# What is asked
Retype all the records with nothing changed.

--*--

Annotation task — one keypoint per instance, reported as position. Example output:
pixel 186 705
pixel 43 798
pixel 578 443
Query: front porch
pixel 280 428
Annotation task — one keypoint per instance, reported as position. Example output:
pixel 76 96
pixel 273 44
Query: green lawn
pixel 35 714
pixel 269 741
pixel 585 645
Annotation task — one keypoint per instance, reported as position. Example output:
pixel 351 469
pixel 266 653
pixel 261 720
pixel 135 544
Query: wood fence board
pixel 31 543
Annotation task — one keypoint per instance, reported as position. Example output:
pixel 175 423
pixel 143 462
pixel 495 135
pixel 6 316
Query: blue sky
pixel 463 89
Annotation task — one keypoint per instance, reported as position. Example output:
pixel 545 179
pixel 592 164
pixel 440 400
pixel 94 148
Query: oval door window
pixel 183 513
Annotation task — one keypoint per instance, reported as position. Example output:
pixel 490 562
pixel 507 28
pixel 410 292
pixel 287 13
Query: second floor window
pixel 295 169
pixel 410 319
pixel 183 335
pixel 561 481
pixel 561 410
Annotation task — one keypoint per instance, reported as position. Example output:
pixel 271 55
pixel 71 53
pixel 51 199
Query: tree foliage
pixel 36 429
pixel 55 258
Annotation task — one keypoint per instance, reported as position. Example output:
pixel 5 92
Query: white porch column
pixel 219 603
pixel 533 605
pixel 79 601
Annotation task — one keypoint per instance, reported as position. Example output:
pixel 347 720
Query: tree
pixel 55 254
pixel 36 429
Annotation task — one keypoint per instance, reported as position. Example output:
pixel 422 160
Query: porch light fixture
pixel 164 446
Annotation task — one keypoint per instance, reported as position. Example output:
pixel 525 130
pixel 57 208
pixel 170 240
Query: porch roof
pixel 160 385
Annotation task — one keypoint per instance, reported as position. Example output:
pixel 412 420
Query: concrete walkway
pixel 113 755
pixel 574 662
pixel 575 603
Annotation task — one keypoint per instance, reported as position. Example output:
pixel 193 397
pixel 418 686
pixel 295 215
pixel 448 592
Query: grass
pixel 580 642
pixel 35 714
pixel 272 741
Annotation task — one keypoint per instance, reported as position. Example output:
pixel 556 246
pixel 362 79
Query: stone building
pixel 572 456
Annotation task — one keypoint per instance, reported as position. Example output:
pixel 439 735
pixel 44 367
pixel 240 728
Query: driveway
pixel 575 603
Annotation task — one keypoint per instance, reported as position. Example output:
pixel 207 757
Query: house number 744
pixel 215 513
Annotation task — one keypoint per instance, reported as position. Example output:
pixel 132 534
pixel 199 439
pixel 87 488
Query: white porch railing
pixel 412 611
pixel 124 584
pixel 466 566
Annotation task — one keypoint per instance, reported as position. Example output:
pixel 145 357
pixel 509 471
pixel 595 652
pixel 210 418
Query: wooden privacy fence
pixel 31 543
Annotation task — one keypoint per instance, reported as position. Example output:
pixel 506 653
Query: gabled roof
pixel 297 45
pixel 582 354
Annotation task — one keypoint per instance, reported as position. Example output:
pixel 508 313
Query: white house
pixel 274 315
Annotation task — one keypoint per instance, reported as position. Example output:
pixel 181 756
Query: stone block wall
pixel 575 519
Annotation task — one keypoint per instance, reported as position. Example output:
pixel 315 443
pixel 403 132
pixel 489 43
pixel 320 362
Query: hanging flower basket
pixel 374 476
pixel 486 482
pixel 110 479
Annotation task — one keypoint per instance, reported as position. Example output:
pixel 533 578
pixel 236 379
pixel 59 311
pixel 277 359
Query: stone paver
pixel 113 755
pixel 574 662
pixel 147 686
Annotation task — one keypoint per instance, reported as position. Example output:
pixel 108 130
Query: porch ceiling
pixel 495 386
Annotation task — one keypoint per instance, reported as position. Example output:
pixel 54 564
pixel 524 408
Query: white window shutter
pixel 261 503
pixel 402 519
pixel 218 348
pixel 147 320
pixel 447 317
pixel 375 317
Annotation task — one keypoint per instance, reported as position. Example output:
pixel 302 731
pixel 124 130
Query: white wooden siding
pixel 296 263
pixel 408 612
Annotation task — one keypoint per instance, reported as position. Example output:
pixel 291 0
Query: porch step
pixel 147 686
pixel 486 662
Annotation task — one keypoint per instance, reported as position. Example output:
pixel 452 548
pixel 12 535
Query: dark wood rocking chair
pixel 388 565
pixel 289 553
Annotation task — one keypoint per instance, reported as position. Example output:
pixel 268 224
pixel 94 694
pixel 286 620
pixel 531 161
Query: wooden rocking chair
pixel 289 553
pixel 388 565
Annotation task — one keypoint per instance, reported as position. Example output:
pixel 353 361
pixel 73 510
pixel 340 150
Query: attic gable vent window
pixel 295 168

--*--

# Solution to this exercise
Annotation task — one keypoint per instance, reported as position. Example output:
pixel 186 705
pixel 43 798
pixel 578 443
Query: front porch
pixel 280 428
Annotation task — one keypoint per instance, reported as position. Example output:
pixel 76 96
pixel 273 44
Query: green lawn
pixel 35 714
pixel 269 741
pixel 585 645
Annotation task — one keypoint per instance, reported as position. Example output:
pixel 351 469
pixel 266 653
pixel 261 720
pixel 135 544
Query: wood fence board
pixel 31 543
Annotation task — one keypoint per instance, reported as position. Example output:
pixel 175 423
pixel 143 462
pixel 495 135
pixel 6 316
Query: blue sky
pixel 463 89
Annotation task — one keypoint per instance, reported as position. Example output:
pixel 545 179
pixel 592 164
pixel 440 400
pixel 94 148
Query: oval door window
pixel 183 513
Annotation task — one keypoint per instance, reported as position. Example output:
pixel 490 562
pixel 507 28
pixel 410 292
pixel 287 13
Query: second floor window
pixel 295 169
pixel 410 319
pixel 183 335
pixel 561 481
pixel 561 410
Annotation task — one keypoint per instance, reported as position. Example output:
pixel 271 55
pixel 71 53
pixel 51 199
Query: tree foliage
pixel 36 429
pixel 55 258
Annotation task — one keypoint per instance, reported as position. Example output:
pixel 5 92
Query: white porch column
pixel 219 603
pixel 533 605
pixel 79 601
Annotation task — one keypoint per instance, reported as position. Example output:
pixel 347 720
Query: tree
pixel 55 254
pixel 36 429
Annotation task — one keypoint per instance, reported as position. Example output:
pixel 422 160
Query: porch light fixture
pixel 164 446
Annotation task — one keypoint per instance, reported as position. Example output:
pixel 525 130
pixel 57 208
pixel 170 240
Query: porch roof
pixel 160 385
Annotation task — one keypoint per instance, reported as position. Example output:
pixel 412 420
Query: concrete walkway
pixel 113 755
pixel 574 662
pixel 575 603
Annotation task — one keypoint per instance, reported as position. Example output:
pixel 193 397
pixel 418 686
pixel 295 215
pixel 448 592
Query: grass
pixel 580 642
pixel 35 714
pixel 272 741
Annotation task — one keypoint per instance, reported as position. Example output:
pixel 556 246
pixel 362 79
Query: stone building
pixel 572 456
Annotation task — one keypoint per instance, reported as position. Example output:
pixel 439 735
pixel 44 367
pixel 240 728
Query: driveway
pixel 575 603
Annotation task — one keypoint per instance, reported as position. Example output:
pixel 207 757
Query: house number 744
pixel 215 513
Annotation task — one keypoint per instance, reported as position. Example output:
pixel 132 534
pixel 199 439
pixel 87 488
Query: white porch railing
pixel 412 611
pixel 124 584
pixel 466 566
Annotation task — one keypoint per instance, reported as position. Example output:
pixel 145 357
pixel 509 471
pixel 595 652
pixel 210 418
Query: wooden privacy fence
pixel 31 543
Annotation task — one keypoint per instance, reported as position. Example output:
pixel 506 653
Query: gabled roof
pixel 297 45
pixel 582 354
Annotation task — one keypoint per instance, reported as position. Example output:
pixel 508 313
Query: white house
pixel 274 315
Annotation task — one keypoint per instance, reported as position. Example output:
pixel 181 756
Query: stone block wall
pixel 575 519
Annotation task — one keypoint per instance, reported as position. Example output:
pixel 315 443
pixel 403 132
pixel 489 43
pixel 320 362
Query: hanging flower basket
pixel 374 476
pixel 486 482
pixel 110 479
Annotation task — one keypoint per instance, reported as position. Example output:
pixel 533 578
pixel 236 379
pixel 59 311
pixel 277 359
Query: stone paver
pixel 113 755
pixel 574 662
pixel 147 686
Annotation task — one keypoint per instance, reported as position. Example output:
pixel 108 130
Query: porch ceiling
pixel 495 386
Annotation task — one keypoint per instance, reported as position. Example output:
pixel 54 564
pixel 524 408
Query: white window shutter
pixel 261 503
pixel 402 519
pixel 218 348
pixel 147 320
pixel 447 317
pixel 375 317
Annotation task — one keypoint per instance, reported as position. Example output:
pixel 302 731
pixel 124 130
Query: white wooden siding
pixel 296 263
pixel 408 612
Annotation task — one keypoint per instance, reported as position. Example output:
pixel 291 0
Query: porch step
pixel 147 686
pixel 486 662
Annotation task — one keypoint per instance, reported as position. Example output:
pixel 452 548
pixel 12 535
Query: dark wood rocking chair
pixel 388 565
pixel 289 553
Annotation task — one keypoint per instance, reported as position. Example output:
pixel 268 224
pixel 94 694
pixel 286 620
pixel 531 161
Query: wooden rocking chair
pixel 289 553
pixel 388 565
Annotation task — one keypoint per instance, reported as position. Example output:
pixel 353 361
pixel 73 510
pixel 340 150
Query: attic gable vent window
pixel 295 168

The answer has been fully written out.